# [Work request]
Locate the line containing "Detect young tree" in the data below. Reproduce it and every following line up to the end, exactly as given.

[Provided information]

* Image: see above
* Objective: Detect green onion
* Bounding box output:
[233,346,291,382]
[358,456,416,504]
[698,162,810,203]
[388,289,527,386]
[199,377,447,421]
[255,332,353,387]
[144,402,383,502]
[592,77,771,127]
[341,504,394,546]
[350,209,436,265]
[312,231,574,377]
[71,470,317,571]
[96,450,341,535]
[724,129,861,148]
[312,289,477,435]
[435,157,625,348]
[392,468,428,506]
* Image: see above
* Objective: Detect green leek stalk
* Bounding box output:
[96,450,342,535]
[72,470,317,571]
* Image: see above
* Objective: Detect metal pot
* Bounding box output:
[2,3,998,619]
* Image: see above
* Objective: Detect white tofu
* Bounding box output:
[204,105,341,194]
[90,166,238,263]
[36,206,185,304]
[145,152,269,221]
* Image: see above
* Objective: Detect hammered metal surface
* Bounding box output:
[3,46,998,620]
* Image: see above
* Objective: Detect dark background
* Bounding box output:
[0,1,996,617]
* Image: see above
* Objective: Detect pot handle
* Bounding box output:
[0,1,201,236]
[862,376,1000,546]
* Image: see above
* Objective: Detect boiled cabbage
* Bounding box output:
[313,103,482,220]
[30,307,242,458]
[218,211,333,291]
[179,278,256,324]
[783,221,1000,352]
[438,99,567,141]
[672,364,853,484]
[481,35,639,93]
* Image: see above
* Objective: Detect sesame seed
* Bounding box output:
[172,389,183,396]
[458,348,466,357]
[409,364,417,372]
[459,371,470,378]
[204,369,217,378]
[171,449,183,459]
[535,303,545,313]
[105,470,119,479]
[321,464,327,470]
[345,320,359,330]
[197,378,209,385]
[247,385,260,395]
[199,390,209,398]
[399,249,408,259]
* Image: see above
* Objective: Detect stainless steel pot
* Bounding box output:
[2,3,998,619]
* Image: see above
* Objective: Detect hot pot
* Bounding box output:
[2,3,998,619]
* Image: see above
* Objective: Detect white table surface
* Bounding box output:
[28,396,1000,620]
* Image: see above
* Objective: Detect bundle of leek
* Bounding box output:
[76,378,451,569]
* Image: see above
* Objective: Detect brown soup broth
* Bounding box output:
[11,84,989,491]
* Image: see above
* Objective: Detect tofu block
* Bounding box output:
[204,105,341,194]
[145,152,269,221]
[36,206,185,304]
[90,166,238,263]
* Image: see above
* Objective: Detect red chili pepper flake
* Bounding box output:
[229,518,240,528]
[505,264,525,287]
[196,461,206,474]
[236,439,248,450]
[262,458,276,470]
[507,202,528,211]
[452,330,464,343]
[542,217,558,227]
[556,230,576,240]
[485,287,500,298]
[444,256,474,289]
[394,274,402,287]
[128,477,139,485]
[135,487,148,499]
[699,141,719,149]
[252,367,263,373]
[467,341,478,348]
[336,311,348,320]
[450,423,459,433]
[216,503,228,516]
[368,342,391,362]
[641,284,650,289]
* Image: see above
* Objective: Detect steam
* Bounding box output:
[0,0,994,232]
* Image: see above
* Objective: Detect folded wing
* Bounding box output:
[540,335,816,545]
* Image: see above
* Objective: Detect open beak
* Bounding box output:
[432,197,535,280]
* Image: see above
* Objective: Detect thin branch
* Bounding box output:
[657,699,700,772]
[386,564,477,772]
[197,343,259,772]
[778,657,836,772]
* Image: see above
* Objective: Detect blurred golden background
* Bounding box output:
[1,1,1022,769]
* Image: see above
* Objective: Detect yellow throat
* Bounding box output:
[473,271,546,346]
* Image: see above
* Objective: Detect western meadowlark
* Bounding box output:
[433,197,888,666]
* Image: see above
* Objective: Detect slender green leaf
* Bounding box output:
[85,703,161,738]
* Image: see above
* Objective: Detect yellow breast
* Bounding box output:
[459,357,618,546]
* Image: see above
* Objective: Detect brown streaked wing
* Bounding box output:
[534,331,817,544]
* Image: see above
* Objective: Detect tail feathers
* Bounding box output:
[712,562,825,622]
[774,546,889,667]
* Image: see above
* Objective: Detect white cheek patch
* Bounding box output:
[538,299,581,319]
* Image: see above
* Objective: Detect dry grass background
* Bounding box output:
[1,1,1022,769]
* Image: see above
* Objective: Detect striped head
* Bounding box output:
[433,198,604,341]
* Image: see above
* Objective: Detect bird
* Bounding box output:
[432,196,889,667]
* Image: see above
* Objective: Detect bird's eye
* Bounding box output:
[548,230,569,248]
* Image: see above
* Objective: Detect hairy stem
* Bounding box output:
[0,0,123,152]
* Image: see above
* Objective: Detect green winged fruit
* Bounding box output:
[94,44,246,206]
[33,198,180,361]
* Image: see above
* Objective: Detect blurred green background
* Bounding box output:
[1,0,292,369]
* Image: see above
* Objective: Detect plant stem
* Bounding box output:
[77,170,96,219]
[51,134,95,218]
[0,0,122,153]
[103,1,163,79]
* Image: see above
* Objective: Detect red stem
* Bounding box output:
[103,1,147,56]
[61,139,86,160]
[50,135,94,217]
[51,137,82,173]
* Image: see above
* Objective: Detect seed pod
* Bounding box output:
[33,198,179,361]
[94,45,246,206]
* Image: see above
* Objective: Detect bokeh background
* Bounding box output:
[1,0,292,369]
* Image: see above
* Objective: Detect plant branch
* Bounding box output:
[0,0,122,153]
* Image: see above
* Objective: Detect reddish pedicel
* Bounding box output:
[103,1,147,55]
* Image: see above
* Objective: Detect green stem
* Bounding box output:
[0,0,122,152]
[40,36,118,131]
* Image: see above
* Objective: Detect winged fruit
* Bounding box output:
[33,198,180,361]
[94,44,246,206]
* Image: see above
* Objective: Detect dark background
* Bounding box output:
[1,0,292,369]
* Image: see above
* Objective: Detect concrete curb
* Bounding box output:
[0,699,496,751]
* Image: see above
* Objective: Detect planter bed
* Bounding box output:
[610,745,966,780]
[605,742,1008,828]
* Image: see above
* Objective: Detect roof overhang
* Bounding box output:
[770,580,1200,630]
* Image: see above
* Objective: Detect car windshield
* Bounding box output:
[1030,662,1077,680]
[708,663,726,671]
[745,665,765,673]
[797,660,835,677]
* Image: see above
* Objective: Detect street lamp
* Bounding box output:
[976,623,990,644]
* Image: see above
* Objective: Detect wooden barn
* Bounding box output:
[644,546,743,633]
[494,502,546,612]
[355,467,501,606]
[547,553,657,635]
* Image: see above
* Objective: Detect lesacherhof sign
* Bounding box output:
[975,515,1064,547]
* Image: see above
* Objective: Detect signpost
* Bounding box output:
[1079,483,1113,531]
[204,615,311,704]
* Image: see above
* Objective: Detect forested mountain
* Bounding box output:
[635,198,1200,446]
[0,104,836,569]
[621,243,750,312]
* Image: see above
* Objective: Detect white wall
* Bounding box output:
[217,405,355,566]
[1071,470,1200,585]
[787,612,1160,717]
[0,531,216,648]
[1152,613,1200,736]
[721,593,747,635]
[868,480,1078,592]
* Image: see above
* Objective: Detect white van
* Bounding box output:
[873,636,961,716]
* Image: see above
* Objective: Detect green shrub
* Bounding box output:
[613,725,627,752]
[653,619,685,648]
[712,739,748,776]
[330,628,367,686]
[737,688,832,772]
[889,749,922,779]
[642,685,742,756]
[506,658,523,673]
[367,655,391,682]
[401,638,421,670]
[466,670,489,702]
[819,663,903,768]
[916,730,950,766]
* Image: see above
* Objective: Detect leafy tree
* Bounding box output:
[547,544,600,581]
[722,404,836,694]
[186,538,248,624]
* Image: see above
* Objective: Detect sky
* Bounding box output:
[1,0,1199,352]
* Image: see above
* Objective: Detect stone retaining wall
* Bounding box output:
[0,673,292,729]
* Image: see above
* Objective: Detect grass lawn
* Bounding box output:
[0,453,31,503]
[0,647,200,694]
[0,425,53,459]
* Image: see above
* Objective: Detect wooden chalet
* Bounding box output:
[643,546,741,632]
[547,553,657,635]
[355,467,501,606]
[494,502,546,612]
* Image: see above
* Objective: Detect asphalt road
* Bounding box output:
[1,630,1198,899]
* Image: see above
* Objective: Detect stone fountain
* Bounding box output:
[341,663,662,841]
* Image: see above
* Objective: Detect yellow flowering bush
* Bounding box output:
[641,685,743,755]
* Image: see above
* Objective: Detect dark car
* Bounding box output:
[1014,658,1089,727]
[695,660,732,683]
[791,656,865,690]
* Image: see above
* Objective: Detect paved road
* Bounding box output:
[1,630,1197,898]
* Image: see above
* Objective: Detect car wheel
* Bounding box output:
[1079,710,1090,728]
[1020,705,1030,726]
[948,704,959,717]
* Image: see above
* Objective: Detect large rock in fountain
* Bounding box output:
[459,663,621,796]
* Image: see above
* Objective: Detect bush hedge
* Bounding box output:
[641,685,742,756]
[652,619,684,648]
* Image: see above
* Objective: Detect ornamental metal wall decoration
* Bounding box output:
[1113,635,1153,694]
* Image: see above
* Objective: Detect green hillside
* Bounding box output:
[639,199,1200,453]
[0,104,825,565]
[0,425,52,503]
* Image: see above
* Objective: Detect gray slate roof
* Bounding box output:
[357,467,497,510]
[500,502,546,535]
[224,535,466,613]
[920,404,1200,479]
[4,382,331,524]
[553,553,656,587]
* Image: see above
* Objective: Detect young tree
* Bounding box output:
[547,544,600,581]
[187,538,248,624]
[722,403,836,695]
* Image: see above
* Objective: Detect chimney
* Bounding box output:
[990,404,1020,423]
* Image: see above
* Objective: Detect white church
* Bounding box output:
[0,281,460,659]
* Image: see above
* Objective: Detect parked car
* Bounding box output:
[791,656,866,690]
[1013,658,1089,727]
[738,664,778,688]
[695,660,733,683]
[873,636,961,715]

[/Provided information]

# [Answer to this exercise]
* Objective: Detect young tree
* Bounding box output:
[547,544,600,581]
[187,538,248,624]
[722,403,836,695]
* Image: see above
* Objective: Detect chimney
* Bounding box output:
[990,404,1020,423]
* Image: see above
* Objective: Detect white church
* Bounding box output:
[0,281,460,659]
* Image: see above
* Objective: Detect parked car
* Bounding box output:
[791,656,866,690]
[1013,658,1089,727]
[738,664,778,688]
[695,660,733,683]
[873,636,961,715]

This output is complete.